[A run of lines]

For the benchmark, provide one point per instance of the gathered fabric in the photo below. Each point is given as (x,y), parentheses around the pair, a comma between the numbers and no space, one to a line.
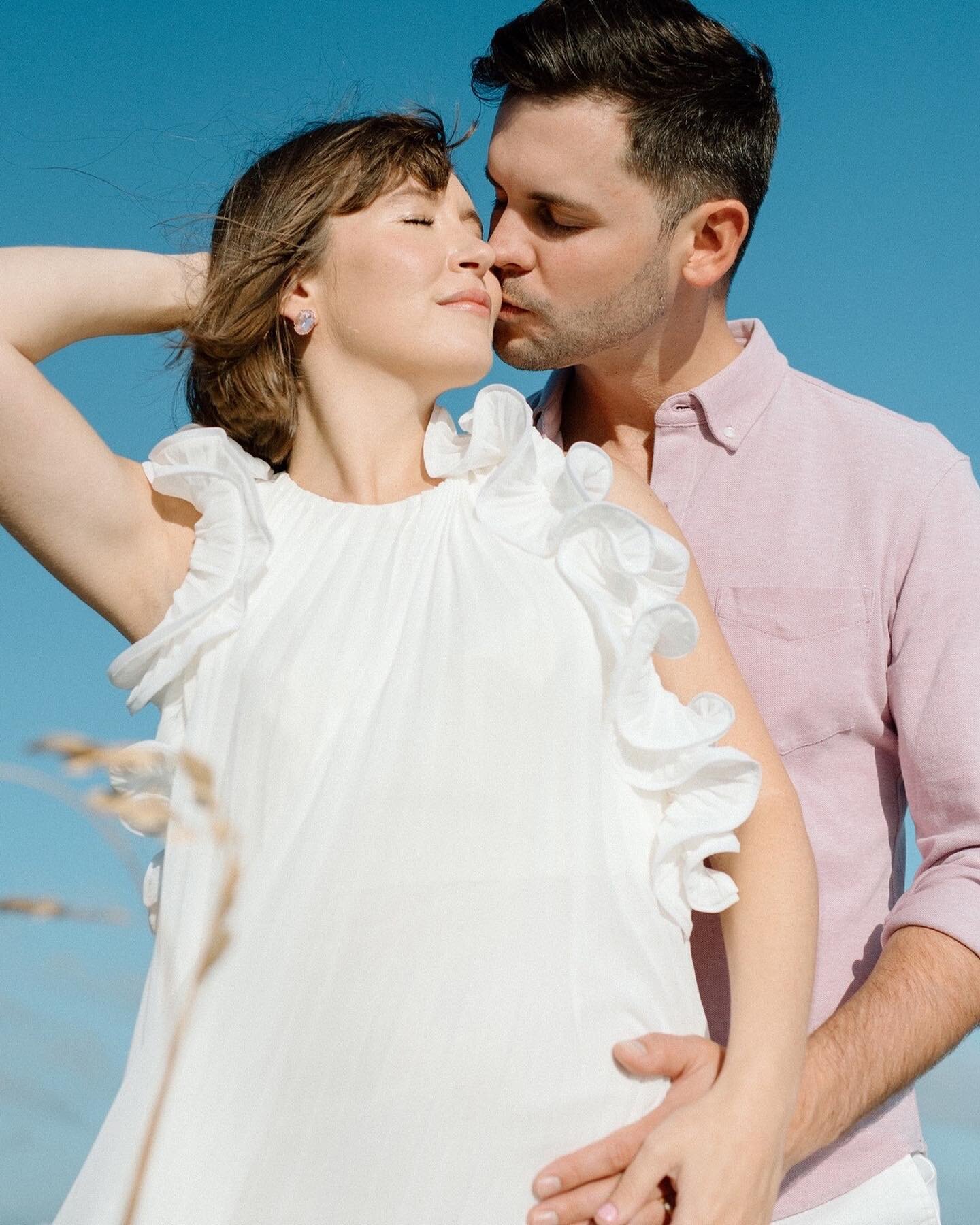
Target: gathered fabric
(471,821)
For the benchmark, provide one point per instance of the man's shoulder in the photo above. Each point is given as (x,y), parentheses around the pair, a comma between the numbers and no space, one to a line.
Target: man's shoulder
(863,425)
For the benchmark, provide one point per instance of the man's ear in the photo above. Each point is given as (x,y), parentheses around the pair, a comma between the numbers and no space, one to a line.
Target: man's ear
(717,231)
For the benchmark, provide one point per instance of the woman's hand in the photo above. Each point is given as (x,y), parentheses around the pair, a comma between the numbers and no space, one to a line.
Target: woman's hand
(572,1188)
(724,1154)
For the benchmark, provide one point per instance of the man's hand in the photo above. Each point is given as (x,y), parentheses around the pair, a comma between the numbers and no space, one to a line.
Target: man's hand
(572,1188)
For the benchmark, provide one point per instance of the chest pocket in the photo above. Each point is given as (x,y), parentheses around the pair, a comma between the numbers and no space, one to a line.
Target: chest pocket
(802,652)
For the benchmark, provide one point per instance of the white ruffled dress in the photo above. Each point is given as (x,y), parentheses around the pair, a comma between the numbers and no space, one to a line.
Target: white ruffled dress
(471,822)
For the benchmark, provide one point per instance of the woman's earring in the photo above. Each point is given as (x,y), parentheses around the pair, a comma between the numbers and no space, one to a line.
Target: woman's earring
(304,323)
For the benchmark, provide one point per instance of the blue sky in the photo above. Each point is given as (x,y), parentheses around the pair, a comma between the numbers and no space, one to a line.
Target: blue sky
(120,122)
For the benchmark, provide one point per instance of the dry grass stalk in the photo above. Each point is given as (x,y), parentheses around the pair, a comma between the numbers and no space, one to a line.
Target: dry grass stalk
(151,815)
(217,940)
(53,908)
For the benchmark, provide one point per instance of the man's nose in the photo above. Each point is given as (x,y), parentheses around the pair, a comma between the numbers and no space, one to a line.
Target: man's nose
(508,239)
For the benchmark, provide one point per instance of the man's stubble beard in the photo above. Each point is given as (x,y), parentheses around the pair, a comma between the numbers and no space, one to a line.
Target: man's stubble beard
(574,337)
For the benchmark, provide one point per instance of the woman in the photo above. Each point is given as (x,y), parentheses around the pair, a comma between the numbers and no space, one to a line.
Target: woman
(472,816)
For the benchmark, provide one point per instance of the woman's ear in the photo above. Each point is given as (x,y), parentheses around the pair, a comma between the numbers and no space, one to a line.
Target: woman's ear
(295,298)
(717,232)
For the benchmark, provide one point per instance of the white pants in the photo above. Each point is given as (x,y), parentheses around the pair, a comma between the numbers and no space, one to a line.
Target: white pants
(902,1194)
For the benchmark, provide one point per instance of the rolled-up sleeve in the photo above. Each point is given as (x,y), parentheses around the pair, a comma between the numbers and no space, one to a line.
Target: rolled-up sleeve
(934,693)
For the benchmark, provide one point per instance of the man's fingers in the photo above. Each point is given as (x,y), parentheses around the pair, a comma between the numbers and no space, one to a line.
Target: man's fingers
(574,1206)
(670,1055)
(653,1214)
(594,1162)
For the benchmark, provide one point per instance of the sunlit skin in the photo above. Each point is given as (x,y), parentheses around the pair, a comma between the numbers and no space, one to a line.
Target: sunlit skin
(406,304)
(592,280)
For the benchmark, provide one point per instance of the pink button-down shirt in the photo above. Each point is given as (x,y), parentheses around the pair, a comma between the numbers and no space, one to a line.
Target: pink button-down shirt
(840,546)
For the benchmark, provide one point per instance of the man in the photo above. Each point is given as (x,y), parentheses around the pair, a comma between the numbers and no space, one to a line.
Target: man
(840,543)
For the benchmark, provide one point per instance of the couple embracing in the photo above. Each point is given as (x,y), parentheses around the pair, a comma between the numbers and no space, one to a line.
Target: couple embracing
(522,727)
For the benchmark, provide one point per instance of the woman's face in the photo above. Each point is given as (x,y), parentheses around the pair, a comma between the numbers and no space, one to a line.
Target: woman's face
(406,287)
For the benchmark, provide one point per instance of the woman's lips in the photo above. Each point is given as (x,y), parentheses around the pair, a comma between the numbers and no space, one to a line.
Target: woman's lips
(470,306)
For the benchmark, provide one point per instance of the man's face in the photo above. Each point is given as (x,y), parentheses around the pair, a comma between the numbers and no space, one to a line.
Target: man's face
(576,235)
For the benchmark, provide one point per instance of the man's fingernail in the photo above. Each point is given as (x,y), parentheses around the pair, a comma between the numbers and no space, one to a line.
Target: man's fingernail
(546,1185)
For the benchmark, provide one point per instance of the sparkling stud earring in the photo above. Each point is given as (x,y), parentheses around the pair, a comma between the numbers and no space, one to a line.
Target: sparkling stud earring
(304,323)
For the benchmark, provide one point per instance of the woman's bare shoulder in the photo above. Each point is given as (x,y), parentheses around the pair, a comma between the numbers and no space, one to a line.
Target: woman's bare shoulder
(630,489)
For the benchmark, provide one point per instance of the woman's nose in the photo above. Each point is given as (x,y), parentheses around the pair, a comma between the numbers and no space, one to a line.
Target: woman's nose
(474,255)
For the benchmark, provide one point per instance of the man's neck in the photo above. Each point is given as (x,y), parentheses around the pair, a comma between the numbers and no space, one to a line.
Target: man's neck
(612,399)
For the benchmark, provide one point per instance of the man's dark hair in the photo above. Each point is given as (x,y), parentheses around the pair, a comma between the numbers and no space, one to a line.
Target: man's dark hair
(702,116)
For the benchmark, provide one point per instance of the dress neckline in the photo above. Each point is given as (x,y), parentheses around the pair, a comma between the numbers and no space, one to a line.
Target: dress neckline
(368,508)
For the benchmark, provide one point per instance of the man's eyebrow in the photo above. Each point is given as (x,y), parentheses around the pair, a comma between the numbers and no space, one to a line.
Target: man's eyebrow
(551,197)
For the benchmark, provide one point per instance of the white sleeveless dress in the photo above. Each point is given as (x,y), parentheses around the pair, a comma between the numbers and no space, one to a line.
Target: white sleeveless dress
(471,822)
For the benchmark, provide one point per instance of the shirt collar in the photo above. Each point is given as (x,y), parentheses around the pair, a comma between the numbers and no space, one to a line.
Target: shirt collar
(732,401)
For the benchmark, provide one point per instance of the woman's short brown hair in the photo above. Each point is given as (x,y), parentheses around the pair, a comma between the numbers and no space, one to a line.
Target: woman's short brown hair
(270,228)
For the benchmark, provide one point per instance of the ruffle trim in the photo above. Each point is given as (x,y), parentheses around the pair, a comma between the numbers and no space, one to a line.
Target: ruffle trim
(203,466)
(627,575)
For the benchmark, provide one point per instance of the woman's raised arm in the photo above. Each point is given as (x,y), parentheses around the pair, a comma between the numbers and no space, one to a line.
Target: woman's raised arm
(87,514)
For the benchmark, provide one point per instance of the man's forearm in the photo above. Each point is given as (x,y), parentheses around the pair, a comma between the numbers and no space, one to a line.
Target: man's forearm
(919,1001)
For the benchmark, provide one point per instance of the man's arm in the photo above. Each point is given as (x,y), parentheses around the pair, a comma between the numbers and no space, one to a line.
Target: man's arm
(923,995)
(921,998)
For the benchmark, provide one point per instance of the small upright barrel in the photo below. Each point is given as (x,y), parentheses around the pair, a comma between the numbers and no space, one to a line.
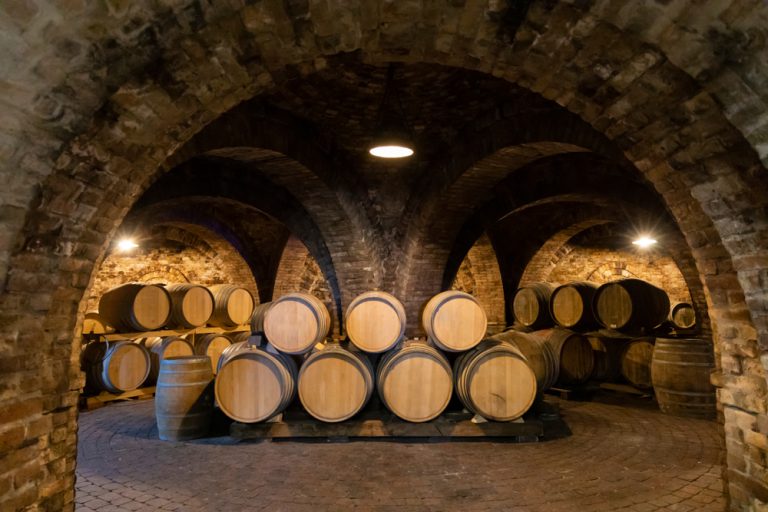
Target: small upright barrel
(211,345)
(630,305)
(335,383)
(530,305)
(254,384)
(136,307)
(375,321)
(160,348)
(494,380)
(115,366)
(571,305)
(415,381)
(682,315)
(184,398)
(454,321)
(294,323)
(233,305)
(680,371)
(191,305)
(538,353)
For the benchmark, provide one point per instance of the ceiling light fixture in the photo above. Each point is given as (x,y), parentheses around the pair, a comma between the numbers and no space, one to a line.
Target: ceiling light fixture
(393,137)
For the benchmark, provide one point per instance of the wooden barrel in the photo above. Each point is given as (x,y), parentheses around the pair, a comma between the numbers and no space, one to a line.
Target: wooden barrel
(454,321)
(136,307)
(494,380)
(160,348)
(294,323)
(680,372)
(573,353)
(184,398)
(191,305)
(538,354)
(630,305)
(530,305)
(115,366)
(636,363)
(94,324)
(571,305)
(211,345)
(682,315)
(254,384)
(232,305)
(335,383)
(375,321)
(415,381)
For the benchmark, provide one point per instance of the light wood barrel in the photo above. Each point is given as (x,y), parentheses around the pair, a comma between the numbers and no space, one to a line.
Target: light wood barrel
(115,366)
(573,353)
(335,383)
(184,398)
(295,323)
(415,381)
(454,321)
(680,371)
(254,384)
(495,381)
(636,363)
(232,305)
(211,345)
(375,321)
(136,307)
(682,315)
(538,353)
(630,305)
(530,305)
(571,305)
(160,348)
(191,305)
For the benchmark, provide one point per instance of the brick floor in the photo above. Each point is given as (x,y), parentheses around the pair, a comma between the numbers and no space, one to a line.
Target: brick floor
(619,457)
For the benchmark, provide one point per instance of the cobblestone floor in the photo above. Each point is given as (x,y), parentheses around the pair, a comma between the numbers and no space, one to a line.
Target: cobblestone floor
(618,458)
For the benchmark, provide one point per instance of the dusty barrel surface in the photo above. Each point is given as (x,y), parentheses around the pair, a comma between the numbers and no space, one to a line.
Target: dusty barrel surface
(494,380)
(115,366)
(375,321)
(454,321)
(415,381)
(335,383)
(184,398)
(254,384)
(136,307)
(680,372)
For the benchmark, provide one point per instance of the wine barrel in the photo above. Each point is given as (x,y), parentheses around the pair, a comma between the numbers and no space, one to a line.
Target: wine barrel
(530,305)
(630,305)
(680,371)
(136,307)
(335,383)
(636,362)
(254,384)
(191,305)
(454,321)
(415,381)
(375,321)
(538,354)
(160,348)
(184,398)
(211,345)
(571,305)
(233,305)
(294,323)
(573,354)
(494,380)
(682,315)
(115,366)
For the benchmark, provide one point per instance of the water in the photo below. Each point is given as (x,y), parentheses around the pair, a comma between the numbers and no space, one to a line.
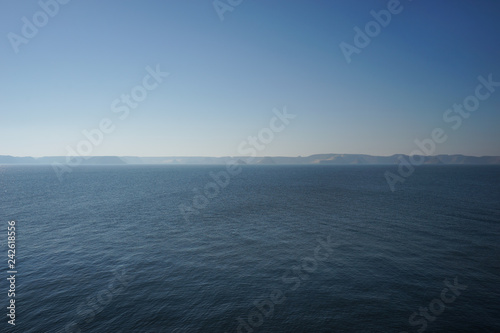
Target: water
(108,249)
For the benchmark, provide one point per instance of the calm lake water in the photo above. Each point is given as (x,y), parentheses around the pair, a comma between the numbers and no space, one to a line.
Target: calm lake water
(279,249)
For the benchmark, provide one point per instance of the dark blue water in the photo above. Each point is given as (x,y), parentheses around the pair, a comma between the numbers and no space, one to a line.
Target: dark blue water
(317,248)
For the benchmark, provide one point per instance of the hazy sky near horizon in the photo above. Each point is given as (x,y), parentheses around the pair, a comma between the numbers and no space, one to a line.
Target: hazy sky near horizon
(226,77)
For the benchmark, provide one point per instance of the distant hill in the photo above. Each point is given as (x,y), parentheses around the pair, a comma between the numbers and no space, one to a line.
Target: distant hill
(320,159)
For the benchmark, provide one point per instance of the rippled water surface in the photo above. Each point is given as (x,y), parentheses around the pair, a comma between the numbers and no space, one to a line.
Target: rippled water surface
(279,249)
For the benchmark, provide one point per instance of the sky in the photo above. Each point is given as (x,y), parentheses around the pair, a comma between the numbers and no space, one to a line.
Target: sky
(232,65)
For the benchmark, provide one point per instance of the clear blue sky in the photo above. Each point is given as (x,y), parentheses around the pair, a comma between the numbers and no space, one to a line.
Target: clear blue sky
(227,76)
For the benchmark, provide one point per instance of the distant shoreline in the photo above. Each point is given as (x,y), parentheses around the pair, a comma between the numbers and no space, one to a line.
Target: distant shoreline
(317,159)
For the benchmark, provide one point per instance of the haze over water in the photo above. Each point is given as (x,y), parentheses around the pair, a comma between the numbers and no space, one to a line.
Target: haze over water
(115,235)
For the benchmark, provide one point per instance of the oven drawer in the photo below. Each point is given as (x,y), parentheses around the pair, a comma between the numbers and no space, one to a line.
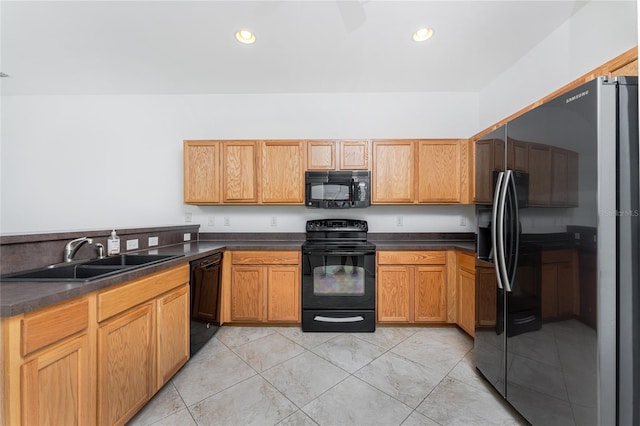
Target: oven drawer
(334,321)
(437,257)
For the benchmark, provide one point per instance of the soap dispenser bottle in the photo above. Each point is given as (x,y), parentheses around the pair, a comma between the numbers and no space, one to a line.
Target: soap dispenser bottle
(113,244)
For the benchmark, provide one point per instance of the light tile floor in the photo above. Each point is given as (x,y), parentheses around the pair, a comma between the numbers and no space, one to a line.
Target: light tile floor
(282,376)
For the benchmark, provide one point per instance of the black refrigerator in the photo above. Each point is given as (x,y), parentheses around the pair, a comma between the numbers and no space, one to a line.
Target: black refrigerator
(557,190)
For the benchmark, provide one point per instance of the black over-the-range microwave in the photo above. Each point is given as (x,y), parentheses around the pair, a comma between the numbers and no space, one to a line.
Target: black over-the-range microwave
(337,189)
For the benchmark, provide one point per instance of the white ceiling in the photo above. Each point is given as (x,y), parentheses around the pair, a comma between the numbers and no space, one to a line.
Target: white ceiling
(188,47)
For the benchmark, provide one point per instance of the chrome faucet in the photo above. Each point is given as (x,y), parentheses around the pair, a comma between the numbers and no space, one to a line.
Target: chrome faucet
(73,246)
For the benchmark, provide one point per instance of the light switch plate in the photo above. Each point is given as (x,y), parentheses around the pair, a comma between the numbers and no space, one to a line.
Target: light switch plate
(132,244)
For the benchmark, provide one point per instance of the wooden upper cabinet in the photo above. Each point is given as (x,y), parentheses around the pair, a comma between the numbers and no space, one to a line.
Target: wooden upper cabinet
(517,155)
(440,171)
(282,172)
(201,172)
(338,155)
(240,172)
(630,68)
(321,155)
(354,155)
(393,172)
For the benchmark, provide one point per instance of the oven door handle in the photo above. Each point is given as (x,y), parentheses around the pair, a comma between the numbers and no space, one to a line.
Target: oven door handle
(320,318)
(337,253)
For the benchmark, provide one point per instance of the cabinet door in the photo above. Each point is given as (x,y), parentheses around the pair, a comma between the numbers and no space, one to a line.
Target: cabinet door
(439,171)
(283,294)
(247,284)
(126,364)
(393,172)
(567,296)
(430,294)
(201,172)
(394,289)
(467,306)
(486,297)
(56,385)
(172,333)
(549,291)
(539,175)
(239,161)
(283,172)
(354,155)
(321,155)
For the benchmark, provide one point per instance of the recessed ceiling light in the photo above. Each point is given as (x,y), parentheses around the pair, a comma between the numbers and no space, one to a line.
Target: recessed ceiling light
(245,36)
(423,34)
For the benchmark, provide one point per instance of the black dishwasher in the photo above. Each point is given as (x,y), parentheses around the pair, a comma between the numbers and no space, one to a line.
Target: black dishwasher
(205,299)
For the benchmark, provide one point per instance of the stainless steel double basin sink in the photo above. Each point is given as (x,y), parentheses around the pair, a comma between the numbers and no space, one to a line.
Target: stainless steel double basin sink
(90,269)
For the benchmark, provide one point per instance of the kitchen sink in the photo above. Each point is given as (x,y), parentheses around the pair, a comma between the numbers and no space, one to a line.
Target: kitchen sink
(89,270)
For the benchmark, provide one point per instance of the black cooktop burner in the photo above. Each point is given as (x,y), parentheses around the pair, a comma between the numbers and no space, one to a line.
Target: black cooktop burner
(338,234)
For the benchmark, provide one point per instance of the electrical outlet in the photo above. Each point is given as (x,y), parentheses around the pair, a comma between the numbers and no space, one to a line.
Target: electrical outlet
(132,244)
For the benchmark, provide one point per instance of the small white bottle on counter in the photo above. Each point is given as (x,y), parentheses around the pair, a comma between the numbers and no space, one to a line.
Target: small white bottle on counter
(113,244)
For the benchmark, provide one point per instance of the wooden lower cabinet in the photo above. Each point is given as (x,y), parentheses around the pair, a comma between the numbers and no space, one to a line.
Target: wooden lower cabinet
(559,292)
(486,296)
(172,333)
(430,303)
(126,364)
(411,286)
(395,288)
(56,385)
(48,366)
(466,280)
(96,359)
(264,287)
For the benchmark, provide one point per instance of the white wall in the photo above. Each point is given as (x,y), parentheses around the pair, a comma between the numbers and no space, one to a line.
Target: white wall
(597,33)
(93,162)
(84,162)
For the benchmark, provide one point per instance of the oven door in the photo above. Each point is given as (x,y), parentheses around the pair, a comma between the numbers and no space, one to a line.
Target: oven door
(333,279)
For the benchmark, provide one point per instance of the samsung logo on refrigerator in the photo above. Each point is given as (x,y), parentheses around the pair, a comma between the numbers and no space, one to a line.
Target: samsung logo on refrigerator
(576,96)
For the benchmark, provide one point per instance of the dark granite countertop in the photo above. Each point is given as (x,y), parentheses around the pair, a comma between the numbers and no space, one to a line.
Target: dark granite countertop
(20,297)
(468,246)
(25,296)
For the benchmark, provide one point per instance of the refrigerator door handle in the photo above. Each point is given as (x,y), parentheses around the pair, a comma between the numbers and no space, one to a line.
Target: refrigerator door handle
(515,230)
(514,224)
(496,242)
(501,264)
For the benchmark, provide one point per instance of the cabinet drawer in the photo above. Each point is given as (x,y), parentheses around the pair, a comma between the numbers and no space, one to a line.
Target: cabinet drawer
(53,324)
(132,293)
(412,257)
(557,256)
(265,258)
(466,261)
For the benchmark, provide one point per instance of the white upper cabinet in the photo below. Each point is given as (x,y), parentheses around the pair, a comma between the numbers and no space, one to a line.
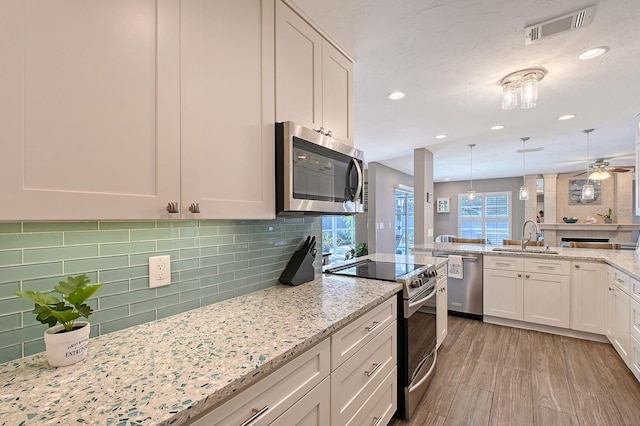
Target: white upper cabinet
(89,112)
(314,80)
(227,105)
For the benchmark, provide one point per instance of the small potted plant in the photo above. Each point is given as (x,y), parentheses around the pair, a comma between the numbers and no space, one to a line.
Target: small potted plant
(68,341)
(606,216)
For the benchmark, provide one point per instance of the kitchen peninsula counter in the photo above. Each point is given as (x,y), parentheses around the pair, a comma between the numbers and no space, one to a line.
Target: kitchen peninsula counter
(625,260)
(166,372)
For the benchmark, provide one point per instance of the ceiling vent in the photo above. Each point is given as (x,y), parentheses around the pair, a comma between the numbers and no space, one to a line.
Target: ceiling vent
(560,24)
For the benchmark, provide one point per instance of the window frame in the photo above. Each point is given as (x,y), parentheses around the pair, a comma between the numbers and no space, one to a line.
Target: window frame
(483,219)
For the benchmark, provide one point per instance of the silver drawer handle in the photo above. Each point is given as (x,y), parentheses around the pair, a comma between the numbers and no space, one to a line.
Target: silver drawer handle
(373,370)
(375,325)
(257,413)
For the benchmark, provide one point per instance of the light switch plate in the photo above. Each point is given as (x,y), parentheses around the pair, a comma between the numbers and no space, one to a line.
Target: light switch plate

● Problem to work on:
Write out everything from the line containing "For the benchmark, provide one point per instance of the silver" down to the last line above, requests included, and scale each point coordinate in the answers by 1.5, rounding to whole numbers with halves rounded up.

● Exercise solution:
For the benchmark, provide one point per instance of the silver drawer handle in the photo above. Each point is given as (x,y), parentheses around the pair, a comma between the numbers and no space, one to a line.
Target: silver drawer handle
(560,555)
(563,488)
(386,620)
For the benchmark, provide one point per instance of the light switch plate in the photo above. Each point is given as (x,y), parentheses around the pair, a comma between the numbers and no space, one to a line.
Target: light switch plate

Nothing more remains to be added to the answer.